- [MATERIAL PROVIDED]:

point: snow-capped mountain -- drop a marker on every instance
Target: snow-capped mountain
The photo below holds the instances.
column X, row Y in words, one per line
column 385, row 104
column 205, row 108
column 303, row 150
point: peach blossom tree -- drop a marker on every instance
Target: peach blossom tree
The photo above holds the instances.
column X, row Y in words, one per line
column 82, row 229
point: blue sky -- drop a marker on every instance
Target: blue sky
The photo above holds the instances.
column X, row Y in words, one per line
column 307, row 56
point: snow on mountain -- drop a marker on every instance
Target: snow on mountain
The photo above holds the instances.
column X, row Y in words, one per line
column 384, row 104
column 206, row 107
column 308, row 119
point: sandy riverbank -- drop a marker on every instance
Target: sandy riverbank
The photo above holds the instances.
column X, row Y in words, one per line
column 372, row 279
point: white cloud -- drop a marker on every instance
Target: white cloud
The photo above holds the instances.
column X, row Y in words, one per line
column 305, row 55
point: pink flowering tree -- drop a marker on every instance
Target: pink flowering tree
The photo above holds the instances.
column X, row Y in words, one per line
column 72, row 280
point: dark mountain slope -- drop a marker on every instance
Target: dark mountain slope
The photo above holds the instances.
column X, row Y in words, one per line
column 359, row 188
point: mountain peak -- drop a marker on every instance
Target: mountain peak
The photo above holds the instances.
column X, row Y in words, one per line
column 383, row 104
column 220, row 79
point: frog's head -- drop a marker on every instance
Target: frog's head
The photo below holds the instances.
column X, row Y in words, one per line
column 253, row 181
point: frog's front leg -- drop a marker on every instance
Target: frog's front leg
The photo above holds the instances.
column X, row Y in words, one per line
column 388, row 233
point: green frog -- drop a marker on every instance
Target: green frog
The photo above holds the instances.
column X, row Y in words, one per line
* * *
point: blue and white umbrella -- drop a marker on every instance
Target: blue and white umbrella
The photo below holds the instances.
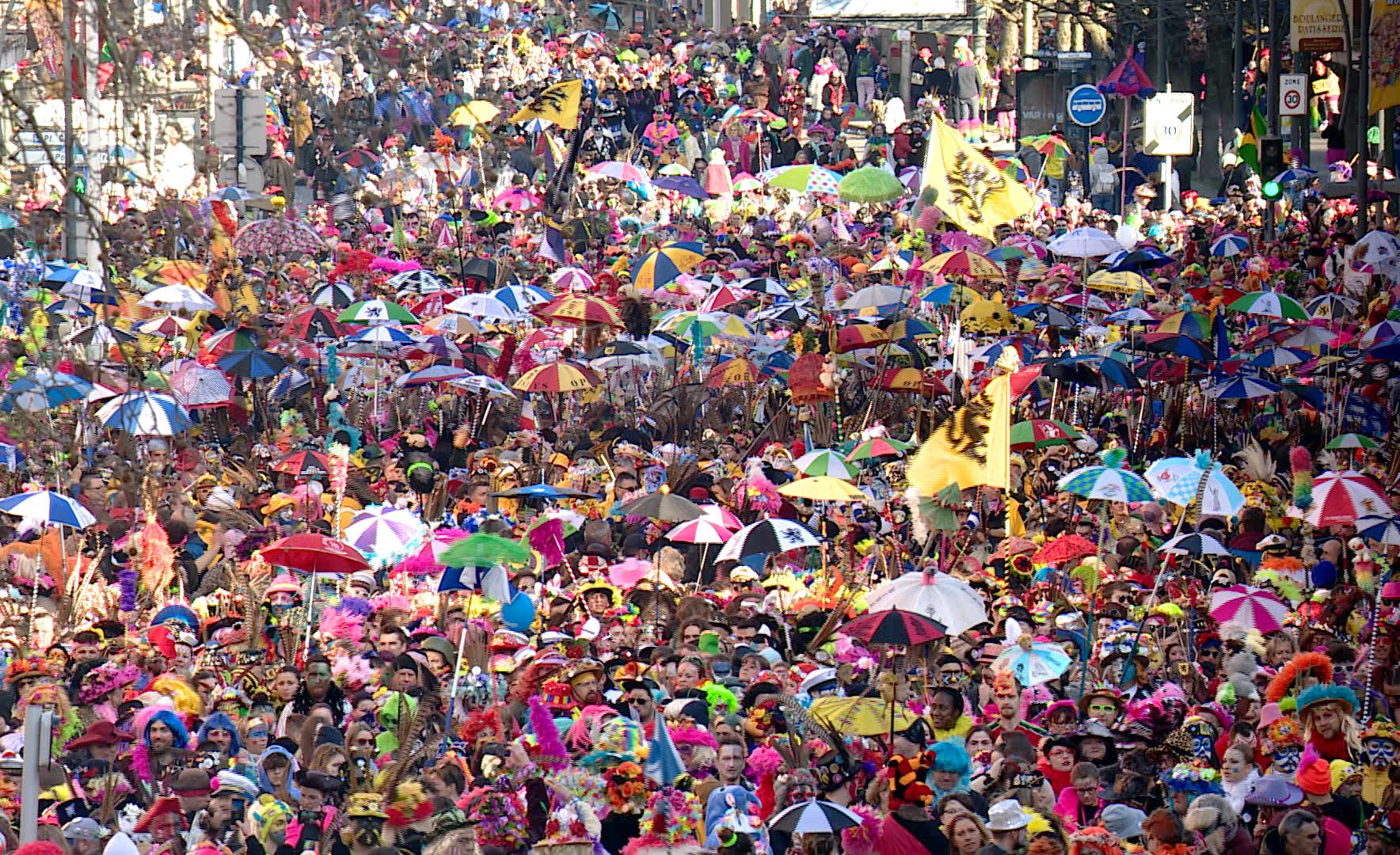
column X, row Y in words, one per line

- [OBJECTIVE]: Express the items as a numbered list with blank lines omitted, starting at the line that contains "point: snow-capped mountain" and ending at the line that contains "column 72, row 280", both included.

- [EXPECTED OUTPUT]:
1. point: snow-capped mountain -- drop a marker on every instance
2. Target: snow-capped mountain
3. The photo below holds the instances.
4. column X, row Y in words, one per line
5. column 385, row 104
6. column 205, row 108
7. column 303, row 150
8. point: peach blossom tree -- drop a marker on every instance
9. Target: peach blossom tree
10. The photo above holds the instances.
11. column X, row Y in words, one per line
12. column 82, row 229
13. point: blue sky -- drop a marker on every instance
14. Target: blue sky
15. The photo above holds the instances.
16. column X, row Y in words, one per line
17. column 307, row 56
18. point: snow on mountain -- drop a marker on every instance
19. Target: snow on mountain
20. The photo above holds the instances.
21. column X, row Y in words, one per line
22. column 384, row 104
23. column 206, row 107
24. column 308, row 119
25. point: sandy riverbank -- drop a marker on every instance
26. Target: sandy riverbank
27. The photo above holds the instances.
28. column X, row Y in words, one per line
29. column 372, row 279
30. point: white cloud -- drop a marker on every instance
31. Target: white cloud
32. The photo above holds the instances.
33. column X, row Y in words, one per line
34. column 305, row 55
35. point: pink flowering tree -- drop a marker on every instance
36. Target: pink flowering tree
37. The photo above holds the instances.
38. column X, row Y in words, one per line
39. column 72, row 280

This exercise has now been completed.